TASK TO COMPLETE - Convert every record below into a two-column CSV with the header input,output. Each record gets one row, with its text under input and its answer under output, and every field is wrapped in double quotes with line breaks replaced by spaces.

RECORDED INFORMATION -
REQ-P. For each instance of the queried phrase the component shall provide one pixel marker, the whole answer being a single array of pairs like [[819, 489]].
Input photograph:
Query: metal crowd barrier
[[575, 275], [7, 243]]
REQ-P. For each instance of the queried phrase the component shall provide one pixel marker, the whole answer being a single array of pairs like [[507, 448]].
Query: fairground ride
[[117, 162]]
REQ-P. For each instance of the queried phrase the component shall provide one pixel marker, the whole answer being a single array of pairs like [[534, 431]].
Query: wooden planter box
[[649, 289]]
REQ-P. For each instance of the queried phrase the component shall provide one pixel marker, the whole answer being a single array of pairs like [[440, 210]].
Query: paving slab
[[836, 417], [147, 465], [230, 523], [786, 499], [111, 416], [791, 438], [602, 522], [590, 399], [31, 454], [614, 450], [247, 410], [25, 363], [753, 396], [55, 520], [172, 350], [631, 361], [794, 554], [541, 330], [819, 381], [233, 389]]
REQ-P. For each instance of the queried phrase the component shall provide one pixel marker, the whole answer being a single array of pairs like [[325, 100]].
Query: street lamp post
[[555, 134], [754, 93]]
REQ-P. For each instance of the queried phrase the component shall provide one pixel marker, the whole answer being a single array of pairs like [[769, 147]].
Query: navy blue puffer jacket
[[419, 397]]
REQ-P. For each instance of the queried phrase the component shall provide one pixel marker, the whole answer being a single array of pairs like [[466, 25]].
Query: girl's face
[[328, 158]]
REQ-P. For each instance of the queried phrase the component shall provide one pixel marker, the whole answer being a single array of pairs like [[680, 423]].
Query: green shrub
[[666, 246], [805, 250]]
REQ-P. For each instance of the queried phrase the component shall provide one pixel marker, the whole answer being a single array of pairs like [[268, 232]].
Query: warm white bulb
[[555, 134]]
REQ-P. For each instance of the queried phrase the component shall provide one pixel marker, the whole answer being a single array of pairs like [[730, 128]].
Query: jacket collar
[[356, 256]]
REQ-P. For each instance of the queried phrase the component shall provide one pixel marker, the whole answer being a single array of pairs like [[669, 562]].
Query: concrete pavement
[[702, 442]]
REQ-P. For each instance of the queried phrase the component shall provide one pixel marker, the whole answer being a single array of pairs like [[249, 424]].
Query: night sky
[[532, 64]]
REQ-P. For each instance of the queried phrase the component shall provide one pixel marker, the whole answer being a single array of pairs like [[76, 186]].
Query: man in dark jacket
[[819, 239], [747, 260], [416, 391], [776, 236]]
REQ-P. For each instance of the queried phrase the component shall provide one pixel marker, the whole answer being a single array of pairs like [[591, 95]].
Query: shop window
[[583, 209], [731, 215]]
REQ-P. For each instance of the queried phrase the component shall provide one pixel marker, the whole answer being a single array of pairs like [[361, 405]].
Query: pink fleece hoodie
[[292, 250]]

ANSWER -
input,output
"REQ-P. For each instance of the queried phrase the component shall provide one pixel marker, the whole answer being a single array of pairs like [[819, 489]]. Input photograph: Query: metal crowd barrier","[[575, 275], [7, 243]]"
"REQ-P. For each instance of the queried phrase the component shall provide one pixel marker, the whole answer being a single array of pairs like [[507, 448]]. Query: fairground ride","[[117, 162]]"
"REQ-P. For each instance of the queried phrase the component shall provide one pixel marker, the whole answer being a single array of pairs like [[534, 431]]. Query: wooden planter box","[[649, 289]]"
"REQ-P. For each instance of the queried phrase the component shall provide one pixel marker, the whole answer being a single array of pairs like [[440, 210]]. Query: paving slab","[[836, 417], [147, 465], [230, 523], [786, 499], [111, 416], [791, 438], [602, 522], [590, 399], [31, 454], [614, 450], [247, 410], [25, 363], [753, 396], [55, 520], [172, 350], [631, 361], [794, 554], [541, 330], [819, 381], [233, 389]]"
"REQ-P. For each instance of the queried phrase the component shall provide one pixel marker, the whole answer being a single array of pairs like [[325, 100]]. Query: street lamp post","[[555, 134], [754, 93]]"
"REQ-P. For each instance of the queried phrase the component shall provide one pixel marker, the whole answer being a single array of pairs like [[769, 147]]. Query: navy blue puffer jacket","[[419, 397]]"
"REQ-P. For each instance of the queried phrase the component shall provide one pixel marker, the whole answer being a single array of pairs like [[466, 25]]. Query: girl's face","[[328, 158]]"
"REQ-P. For each instance of the queried phrase the component shall provide one pixel marker, the whole answer being a single array of pairs like [[680, 423]]. Query: green shrub","[[666, 246], [805, 250]]"
"REQ-P. For each instance of the queried phrase the component shall provide one pixel marker, the whole answer being a single array of pairs like [[268, 232]]. Query: warm white bulb","[[555, 134]]"
"REQ-P. For each instance of the queried phrase the component shall provide one pixel marker, the whole answer being a single array of pairs like [[730, 128]]. Query: jacket collar","[[356, 256]]"
"REQ-P. For each instance of the queried phrase the component shall provide one pixel marker, the whole answer being a single array of pairs like [[669, 562]]. Query: concrete pavement","[[702, 442]]"
"REQ-P. For each instance of the queried phrase the component shall provide one pixel marker, the whole answer being a single array of pairs like [[249, 424]]. Query: night sky","[[532, 64]]"
"REQ-P. For each instance of the queried phrase the component shall provide one pixel marker, the whole answer being a single array of pairs like [[76, 186]]. Query: man in dark jacket","[[819, 239], [747, 260], [416, 391], [776, 236]]"
"REQ-P. For each instance of the queried phrase the component shall provide one pixel marker, the whole answer being a single array of pairs like [[591, 95]]. Query: shop window","[[583, 209], [731, 215]]"
"REQ-P. For each instance of the queried phrase the component shall provide one pixel marker, the whole answer being a single array of pairs like [[361, 405]]. Query: pink fleece hoodie","[[292, 250]]"